:: DIRECTIVE ::
Echo the stretch of the text on machine learning and hiring discrimination from "In a real-world" through "abandoned (Reuters, 2018).", word for word.

:: TEXT SHOWN ::
------------------------------------

In a real-world example, in 2018 it was publicly reported (Reuters, 2018) that in 2015 Amazon’s attempt at using machine learning to screen applicants failed because the machine-learning process screened out female applicants. The machine learning software learned to reject resumes that included items such as “women’s chess club captain” and focused on applications that included such words as “captured” or “executed” (words more likely to be on male resumes), simply because those were the words on previous applications of successful hires, since Amazon had hired mostly males in the past. The attempt to have machine-learning processes be a primary screening mechanism without human intervention was reportedly abandoned (Reuters, 2018).

Even more insidious would be the use of machine learning to formalize a kind of disparate treatment. Barocas and Selbst (2016) describe the possibility of “masking” by decision makers, in which they intentionally bias data collection or analysis, so as to ensure that the algorithms produced by the machine learning are unfavorable to certain protected class subgroups. That is, the decision-makers have introduced adverse impact into the machine learning process but have done so in an intentional manner that is difficult to detect. In this case, masking is a pretext for disparate treatment (Barocas & Selbst, 2016). For example, imagine that a manager desires to discriminate against individuals with disabilities. Obviously, introducing a code for disability into the analysis would be a red flag for discrimination. The manager instead ensures that the cost of equipment for employees is part of the data analyzed, a proxy that would probably not be a red flag for organizational leaders. However, accommodations for individuals with disabilities might necessitate their having higher equipment costs. In turn, the machine learning would determine that the profit returned per employee would be less for those with higher equipment costs, and those with high equipment costs should be terminated. In this scenario, the supervisor has engaged in intentional discrimination against disabled individuals but masked it with a proxy that appears reasonable to decision-makers.

------------------------------------

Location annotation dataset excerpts
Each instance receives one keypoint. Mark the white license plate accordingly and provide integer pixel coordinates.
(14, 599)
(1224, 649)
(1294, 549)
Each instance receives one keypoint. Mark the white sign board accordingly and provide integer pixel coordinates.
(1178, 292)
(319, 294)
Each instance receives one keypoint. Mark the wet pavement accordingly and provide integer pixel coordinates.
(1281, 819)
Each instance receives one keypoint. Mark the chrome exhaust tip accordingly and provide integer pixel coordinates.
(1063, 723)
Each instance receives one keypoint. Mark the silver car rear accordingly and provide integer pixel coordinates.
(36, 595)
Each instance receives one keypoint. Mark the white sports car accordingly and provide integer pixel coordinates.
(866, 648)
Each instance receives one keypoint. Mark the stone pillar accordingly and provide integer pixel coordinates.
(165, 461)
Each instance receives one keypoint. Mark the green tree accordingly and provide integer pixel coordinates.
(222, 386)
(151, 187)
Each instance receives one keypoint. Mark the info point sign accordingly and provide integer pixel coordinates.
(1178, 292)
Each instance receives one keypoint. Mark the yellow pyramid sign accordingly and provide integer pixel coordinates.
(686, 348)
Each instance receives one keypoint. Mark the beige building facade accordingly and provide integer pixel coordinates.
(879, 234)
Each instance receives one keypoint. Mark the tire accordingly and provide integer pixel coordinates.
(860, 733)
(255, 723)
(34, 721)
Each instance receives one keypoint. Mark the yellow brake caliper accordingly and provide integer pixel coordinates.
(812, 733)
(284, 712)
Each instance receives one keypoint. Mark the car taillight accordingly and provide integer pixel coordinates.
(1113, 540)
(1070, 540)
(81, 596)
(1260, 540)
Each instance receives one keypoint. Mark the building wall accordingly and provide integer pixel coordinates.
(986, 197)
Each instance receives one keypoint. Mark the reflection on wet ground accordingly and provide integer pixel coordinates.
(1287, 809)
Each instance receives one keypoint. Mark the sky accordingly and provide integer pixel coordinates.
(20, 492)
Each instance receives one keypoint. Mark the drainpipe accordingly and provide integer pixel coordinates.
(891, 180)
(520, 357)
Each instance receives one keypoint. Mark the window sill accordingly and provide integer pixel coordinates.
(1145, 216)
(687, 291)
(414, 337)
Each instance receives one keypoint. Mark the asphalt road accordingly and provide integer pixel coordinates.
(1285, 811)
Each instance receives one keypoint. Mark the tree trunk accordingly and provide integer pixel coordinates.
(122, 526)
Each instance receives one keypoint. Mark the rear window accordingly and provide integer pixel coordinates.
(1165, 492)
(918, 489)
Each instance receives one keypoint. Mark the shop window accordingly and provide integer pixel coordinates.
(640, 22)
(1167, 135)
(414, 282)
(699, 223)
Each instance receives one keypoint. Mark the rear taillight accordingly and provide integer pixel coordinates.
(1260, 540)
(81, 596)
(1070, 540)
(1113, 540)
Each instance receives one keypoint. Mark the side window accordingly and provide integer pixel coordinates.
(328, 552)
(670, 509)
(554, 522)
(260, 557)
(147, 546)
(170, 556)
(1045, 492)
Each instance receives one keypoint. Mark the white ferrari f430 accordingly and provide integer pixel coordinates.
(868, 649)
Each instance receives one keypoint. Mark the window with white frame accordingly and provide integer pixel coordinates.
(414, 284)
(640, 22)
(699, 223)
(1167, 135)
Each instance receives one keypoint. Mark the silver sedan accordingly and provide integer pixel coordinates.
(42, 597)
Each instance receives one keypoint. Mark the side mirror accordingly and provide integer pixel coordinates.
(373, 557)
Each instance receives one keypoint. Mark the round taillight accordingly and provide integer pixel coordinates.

------------------------------------

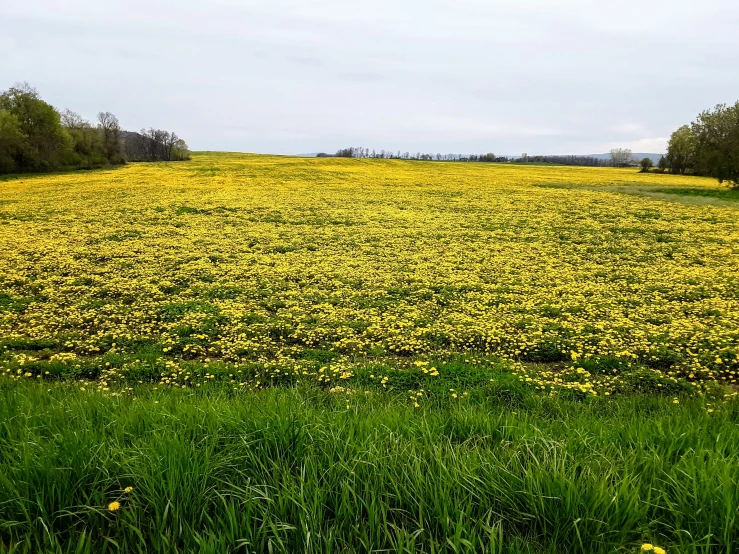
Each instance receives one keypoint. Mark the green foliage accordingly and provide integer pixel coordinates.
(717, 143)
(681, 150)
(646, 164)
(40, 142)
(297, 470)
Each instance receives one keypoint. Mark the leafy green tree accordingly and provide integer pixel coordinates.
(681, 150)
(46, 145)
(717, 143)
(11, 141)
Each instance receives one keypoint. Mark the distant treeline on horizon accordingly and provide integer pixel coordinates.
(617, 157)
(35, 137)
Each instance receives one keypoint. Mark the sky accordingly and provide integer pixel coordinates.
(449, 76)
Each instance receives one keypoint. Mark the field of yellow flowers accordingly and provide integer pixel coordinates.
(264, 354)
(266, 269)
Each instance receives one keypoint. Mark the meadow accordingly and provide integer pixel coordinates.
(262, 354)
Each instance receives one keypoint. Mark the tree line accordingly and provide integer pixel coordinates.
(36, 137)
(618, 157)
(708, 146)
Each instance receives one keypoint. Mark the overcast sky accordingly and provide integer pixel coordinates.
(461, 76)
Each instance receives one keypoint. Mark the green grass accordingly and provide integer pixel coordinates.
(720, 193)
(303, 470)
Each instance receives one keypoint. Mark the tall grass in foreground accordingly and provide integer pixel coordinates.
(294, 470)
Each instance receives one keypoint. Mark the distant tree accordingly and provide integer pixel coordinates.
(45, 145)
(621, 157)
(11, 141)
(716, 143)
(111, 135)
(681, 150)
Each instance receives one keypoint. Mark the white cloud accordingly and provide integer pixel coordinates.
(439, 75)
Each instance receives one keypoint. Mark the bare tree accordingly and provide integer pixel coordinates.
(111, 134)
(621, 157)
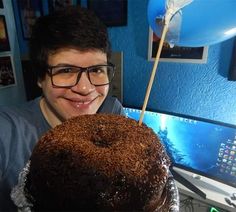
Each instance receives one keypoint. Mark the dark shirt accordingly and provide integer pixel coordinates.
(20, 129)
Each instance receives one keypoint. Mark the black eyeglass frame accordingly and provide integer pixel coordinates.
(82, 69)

------------------------------------

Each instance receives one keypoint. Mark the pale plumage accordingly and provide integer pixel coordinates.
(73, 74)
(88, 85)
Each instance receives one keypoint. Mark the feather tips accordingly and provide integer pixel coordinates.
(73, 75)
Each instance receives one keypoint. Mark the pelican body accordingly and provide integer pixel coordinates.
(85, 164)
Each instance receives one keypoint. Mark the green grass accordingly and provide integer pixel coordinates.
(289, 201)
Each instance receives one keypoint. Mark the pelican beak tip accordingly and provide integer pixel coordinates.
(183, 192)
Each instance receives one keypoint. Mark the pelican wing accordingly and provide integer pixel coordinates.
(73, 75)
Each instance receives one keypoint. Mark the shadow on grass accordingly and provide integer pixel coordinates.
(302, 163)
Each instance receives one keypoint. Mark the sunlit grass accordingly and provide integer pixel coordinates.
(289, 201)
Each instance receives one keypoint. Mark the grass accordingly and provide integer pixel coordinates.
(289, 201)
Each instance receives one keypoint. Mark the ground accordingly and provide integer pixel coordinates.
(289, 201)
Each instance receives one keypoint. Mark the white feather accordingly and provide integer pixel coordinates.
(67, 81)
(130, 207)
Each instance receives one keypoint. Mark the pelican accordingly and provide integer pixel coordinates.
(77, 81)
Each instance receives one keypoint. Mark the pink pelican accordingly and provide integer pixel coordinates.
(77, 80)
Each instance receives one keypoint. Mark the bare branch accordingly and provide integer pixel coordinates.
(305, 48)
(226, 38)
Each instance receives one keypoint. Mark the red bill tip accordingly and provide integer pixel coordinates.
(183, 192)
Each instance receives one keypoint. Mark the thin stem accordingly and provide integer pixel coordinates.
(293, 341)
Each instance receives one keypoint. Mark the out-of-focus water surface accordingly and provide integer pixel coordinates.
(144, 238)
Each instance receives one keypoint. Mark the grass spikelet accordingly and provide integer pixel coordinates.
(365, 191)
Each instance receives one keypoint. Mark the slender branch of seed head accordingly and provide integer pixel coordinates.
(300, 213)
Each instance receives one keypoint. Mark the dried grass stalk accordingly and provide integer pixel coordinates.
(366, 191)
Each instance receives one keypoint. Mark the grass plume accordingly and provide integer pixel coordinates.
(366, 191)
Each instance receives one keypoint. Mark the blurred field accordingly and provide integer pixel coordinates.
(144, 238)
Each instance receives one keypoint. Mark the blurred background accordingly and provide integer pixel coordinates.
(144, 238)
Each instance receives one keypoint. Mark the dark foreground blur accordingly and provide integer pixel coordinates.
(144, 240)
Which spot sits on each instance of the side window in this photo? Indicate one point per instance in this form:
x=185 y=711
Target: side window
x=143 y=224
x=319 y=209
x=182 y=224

------------------------------------

:: ANSWER TO THIS EXERCISE ::
In a real-world example, in 2018 it was publicly reported (Reuters, 2018) that in 2015 Amazon’s attempt at using machine learning to screen applicants failed because the machine-learning process screened out female applicants. The machine learning software learned to reject resumes that included items such as “women’s chess club captain” and focused on applications that included such words as “captured” or “executed” (words more likely to be on male resumes), simply because those were the words on previous applications of successful hires, since Amazon had hired mostly males in the past. The attempt to have machine-learning processes be a primary screening mechanism without human intervention was reportedly abandoned (Reuters, 2018).